===== Record excerpts =====

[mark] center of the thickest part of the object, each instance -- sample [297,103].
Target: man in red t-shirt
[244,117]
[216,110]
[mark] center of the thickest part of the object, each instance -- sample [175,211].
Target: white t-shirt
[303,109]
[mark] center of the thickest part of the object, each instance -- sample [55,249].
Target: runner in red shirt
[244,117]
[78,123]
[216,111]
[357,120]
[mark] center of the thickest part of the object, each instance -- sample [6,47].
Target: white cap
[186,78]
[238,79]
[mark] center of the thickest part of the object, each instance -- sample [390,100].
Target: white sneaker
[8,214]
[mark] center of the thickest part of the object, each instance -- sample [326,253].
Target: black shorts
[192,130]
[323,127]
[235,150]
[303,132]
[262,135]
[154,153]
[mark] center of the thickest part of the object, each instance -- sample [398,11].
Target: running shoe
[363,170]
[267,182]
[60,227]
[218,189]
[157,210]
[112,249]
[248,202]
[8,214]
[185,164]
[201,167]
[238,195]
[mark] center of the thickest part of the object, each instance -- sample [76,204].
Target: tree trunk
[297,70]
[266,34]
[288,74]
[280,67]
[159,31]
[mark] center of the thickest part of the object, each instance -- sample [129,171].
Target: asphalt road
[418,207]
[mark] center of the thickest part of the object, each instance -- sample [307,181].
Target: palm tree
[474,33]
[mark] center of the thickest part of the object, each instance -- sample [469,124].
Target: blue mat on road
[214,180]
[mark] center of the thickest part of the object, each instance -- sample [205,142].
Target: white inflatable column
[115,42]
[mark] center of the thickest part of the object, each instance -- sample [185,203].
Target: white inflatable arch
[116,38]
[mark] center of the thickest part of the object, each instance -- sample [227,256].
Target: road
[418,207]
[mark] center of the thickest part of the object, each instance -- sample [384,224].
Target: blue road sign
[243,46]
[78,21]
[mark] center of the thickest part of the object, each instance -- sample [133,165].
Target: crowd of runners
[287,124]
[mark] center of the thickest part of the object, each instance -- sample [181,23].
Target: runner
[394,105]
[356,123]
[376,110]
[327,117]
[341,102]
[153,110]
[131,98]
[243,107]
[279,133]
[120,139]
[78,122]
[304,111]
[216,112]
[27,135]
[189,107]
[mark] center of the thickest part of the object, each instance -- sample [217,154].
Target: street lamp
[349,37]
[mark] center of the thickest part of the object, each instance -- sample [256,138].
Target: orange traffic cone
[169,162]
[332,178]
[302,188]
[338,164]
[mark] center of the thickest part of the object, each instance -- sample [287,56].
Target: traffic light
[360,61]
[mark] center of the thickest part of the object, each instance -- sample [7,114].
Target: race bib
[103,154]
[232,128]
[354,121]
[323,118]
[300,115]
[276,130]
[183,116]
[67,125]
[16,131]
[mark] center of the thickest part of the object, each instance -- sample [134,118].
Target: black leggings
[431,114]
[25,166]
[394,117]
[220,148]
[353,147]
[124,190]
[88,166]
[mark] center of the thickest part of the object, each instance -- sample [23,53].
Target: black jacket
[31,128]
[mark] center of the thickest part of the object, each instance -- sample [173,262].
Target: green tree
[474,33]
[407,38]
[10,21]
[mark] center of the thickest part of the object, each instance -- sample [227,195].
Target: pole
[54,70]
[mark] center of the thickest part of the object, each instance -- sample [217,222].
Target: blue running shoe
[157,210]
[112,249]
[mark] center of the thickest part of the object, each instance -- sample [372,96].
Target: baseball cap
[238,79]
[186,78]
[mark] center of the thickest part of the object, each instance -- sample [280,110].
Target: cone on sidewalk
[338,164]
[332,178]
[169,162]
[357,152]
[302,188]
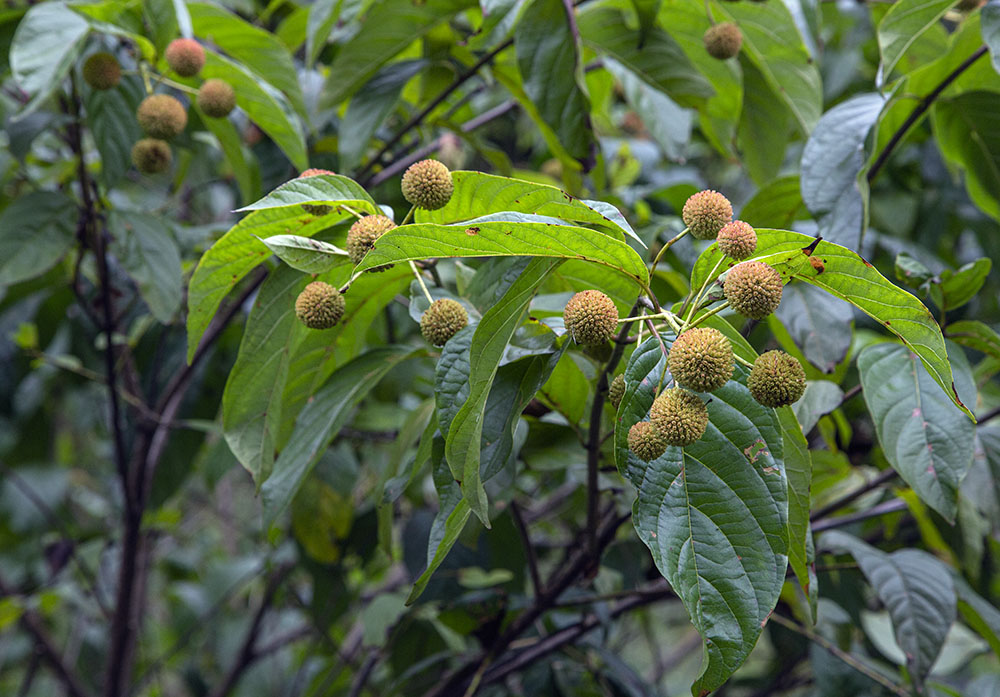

=====

## Goal
Identify every line in the entries above that contains the word "inflatable", and copy each one.

## Complete output
Target: white inflatable column
Target: white inflatable arch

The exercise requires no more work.